START Records shown

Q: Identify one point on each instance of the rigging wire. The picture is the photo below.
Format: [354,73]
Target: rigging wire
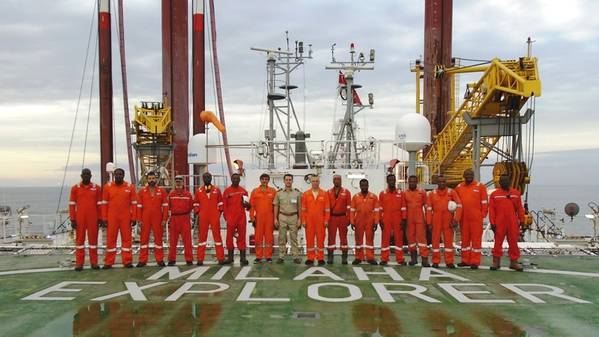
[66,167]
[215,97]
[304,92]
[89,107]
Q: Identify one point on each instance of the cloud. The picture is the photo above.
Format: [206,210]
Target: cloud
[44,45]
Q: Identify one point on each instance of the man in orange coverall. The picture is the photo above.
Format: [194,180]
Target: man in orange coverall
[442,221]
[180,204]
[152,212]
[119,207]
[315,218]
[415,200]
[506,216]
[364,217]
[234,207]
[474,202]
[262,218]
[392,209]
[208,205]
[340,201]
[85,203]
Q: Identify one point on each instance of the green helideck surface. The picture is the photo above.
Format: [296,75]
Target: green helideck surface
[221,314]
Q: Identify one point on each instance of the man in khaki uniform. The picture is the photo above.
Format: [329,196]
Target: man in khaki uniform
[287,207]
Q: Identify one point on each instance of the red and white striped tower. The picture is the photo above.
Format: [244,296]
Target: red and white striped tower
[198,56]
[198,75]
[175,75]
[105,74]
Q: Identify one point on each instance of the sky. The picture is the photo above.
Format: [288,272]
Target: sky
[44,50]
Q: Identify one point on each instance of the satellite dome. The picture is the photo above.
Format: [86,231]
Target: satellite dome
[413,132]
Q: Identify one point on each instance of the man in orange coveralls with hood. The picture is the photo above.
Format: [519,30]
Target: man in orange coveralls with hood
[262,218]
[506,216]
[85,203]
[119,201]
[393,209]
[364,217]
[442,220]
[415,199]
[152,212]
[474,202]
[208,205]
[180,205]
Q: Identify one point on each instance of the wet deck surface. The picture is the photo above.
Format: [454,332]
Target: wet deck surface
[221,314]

END Records shown

Retype word for word the line above with "uniform. The picture is the photo above." and all lines after it, nothing else.

**Answer area**
Q: Identify one point on each instance of the man in khaki uniform. The picture is the photo above.
Format: [329,196]
Target: man in khaki uniform
[287,207]
Q: Identify one point on each instance of the red and white striped tower. The picture is the photo above.
Format: [244,296]
Target: red and white striped tower
[198,56]
[198,75]
[175,75]
[105,74]
Q: Identify one point on each instance of the sky. The picture is the photo above.
Format: [288,272]
Target: sky
[44,50]
Q: Identify one point on each instance of the satellite dome. The picture is the photo above.
Format: [86,231]
Target: satellite dome
[413,132]
Q: Identify one point on each instance of the man in orange coveralls with hood. The picture is the photo above.
Format: [519,30]
Target: man in orange coveralls with hood
[262,218]
[506,216]
[85,203]
[119,201]
[393,209]
[364,217]
[442,220]
[415,199]
[152,212]
[474,202]
[208,205]
[180,205]
Q: Identify one point on each instance of the wet deck surface. The picture is the photo above.
Format: [454,332]
Target: wet deck surface
[221,314]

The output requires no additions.